What to work on:
Exclude the pictures, then restate exactly each line of the data below from the first through the line containing "Note. One marker is placed on each instance of the parked".

Extracted information:
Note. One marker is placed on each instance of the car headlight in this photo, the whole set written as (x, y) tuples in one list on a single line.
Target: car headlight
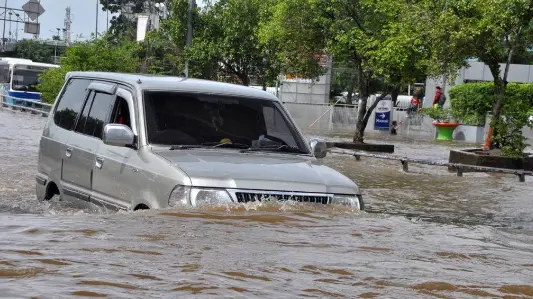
[(348, 200), (186, 195)]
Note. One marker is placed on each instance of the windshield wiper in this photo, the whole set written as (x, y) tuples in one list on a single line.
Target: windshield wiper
[(281, 148), (227, 145), (184, 146)]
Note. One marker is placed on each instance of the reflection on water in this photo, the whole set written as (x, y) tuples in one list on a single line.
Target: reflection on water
[(427, 234)]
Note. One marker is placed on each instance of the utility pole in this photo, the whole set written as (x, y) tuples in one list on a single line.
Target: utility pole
[(4, 34), (107, 11), (192, 4), (96, 31)]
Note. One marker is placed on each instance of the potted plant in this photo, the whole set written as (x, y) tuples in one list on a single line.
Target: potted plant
[(445, 122)]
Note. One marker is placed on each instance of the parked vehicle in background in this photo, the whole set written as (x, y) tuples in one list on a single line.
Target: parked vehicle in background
[(137, 142), (19, 79)]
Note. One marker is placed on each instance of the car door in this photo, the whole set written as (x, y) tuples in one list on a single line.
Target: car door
[(116, 180), (57, 133), (80, 154)]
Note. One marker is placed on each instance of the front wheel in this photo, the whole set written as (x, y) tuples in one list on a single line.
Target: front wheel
[(361, 202)]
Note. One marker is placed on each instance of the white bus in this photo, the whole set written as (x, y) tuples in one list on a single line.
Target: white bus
[(19, 79)]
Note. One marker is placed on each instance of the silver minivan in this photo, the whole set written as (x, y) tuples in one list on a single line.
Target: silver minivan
[(132, 142)]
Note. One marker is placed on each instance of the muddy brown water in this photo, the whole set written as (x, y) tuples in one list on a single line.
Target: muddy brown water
[(426, 234)]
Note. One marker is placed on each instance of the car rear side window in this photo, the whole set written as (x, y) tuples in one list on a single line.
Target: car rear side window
[(70, 103), (99, 114), (80, 126)]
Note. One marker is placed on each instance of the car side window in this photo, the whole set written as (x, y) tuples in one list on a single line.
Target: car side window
[(121, 113), (70, 103), (80, 126), (99, 114)]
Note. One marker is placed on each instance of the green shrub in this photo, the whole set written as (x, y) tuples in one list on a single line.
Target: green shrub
[(440, 114), (52, 81)]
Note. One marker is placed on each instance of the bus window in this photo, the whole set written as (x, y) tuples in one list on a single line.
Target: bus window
[(26, 80), (4, 73)]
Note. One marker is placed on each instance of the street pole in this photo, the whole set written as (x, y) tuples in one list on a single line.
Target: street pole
[(107, 11), (189, 33), (4, 34), (96, 31), (17, 32)]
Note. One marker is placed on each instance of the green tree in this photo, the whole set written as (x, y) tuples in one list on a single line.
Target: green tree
[(227, 45), (297, 31), (34, 50), (95, 55), (490, 30), (376, 38)]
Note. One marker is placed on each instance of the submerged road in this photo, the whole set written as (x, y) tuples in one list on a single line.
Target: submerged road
[(427, 234)]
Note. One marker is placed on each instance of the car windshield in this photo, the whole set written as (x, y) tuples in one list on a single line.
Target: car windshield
[(175, 118), (26, 80)]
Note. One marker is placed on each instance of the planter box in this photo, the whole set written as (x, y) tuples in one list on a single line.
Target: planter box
[(470, 134)]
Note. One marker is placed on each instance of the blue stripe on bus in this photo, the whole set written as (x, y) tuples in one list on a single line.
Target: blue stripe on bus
[(23, 95)]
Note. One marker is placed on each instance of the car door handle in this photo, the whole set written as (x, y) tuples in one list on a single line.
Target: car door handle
[(99, 162)]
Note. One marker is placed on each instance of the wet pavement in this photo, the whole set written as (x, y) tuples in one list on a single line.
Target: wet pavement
[(426, 234)]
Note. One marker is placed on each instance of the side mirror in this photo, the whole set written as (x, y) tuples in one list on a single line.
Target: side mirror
[(118, 135), (319, 148)]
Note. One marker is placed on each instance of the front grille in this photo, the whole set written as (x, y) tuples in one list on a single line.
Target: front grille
[(245, 197)]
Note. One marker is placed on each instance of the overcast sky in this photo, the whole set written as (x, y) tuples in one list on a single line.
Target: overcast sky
[(83, 17)]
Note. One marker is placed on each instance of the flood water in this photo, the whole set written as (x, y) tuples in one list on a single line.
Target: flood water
[(426, 234)]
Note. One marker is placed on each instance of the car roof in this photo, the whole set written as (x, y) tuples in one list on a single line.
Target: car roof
[(170, 83)]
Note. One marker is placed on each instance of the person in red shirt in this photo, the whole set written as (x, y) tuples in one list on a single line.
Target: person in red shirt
[(438, 95)]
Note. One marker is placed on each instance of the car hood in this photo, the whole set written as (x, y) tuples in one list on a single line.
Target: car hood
[(258, 171)]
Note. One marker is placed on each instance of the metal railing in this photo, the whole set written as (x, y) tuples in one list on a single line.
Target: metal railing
[(29, 105), (459, 168)]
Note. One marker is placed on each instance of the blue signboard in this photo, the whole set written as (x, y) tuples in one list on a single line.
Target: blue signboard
[(382, 113)]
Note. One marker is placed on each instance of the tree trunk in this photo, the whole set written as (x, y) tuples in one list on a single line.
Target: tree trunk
[(361, 111), (499, 92), (394, 95), (351, 88)]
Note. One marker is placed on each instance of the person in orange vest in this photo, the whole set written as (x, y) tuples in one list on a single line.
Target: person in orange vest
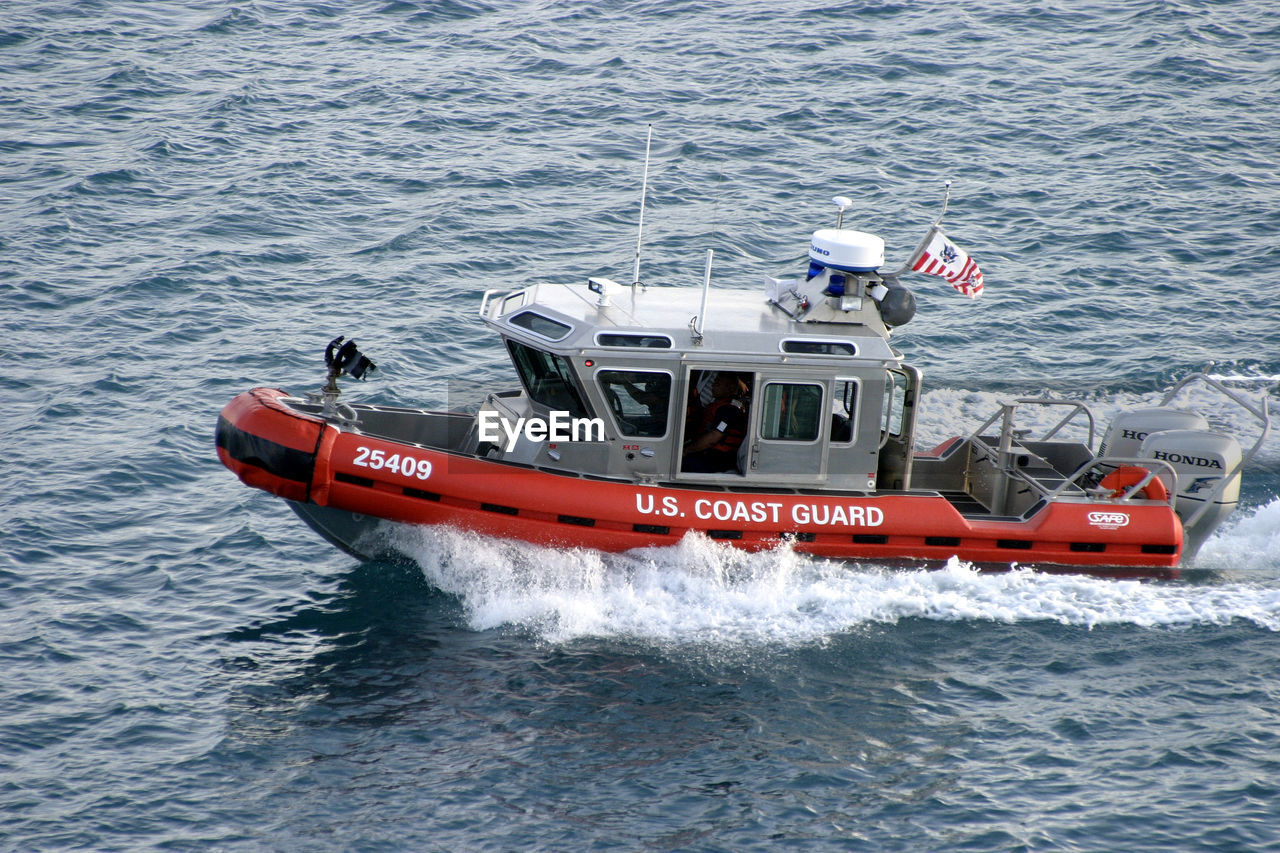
[(723, 428)]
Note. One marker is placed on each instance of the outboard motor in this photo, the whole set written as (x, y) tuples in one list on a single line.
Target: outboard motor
[(1200, 456), (1202, 460), (1130, 428)]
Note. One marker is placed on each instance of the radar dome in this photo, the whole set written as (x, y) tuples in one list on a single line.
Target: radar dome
[(850, 251)]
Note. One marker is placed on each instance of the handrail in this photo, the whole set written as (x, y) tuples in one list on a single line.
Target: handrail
[(1116, 461), (1077, 406), (1045, 401)]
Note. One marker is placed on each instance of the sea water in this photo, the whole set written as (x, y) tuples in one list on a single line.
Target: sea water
[(195, 197)]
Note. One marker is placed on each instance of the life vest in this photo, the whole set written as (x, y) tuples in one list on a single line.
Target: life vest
[(1120, 479), (732, 433)]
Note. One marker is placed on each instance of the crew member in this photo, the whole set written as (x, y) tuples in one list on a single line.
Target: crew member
[(723, 428)]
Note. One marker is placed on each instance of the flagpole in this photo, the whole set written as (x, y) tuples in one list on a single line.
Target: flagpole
[(946, 200), (915, 255)]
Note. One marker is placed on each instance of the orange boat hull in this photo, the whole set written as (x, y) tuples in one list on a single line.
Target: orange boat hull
[(306, 460)]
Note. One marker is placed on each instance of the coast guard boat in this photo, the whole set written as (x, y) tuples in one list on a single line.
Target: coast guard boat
[(753, 416)]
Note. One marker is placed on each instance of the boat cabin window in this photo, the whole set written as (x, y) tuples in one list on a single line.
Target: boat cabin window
[(639, 401), (620, 340), (548, 378), (895, 404), (791, 411), (819, 347), (542, 325), (844, 411)]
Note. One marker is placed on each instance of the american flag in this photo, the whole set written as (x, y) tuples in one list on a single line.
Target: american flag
[(940, 256)]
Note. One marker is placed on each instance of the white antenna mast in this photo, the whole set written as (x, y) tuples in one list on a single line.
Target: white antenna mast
[(644, 190)]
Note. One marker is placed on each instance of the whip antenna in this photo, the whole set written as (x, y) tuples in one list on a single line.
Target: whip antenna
[(644, 190)]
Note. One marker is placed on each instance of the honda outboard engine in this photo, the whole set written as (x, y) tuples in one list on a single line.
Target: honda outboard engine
[(1201, 457)]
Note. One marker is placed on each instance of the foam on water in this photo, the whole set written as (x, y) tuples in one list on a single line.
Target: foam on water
[(705, 592)]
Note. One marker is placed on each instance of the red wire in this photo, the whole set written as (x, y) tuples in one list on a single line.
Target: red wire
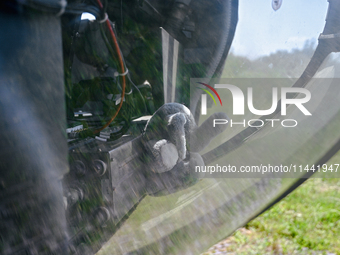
[(121, 63)]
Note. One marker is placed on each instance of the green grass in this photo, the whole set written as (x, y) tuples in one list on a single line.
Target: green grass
[(307, 221)]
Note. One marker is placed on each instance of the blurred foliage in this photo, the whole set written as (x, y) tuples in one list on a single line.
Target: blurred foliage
[(281, 64)]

Written reply:
Note. One marker is placed on each instance of the car headlight in this photo, the whole set written as (x, y) tuples in one list on a single line.
Target: car headlight
[(348, 200), (186, 195)]
Note. One marker is placed on each instance of the windshield wiper in this photo, the whole set written as (x, y) tuples in one list on a single line.
Target: windshield wiper
[(281, 148), (227, 145), (184, 146)]
Note. One marker is placed on each instance of the reflection on water in this photo, the whole set written as (x, y) tuples in one list on a single line.
Target: reflection on water
[(427, 234)]
Note. One marker is placed on each instance of the utility pole in this photo, the whole set written as (x, y) tuples in one list on a single line.
Target: utility pole
[(4, 34), (107, 11), (192, 4), (96, 31)]
Note. One marker is placed on each instance of the potted plant in this photo, the whole set written as (x, y) tuples in one list on a single line.
Target: potted plant
[(445, 122)]
Note. One marker is placed on each instance of the parked vehicle in background in this photo, the whole set written as (x, y) tuples in one list on a single line.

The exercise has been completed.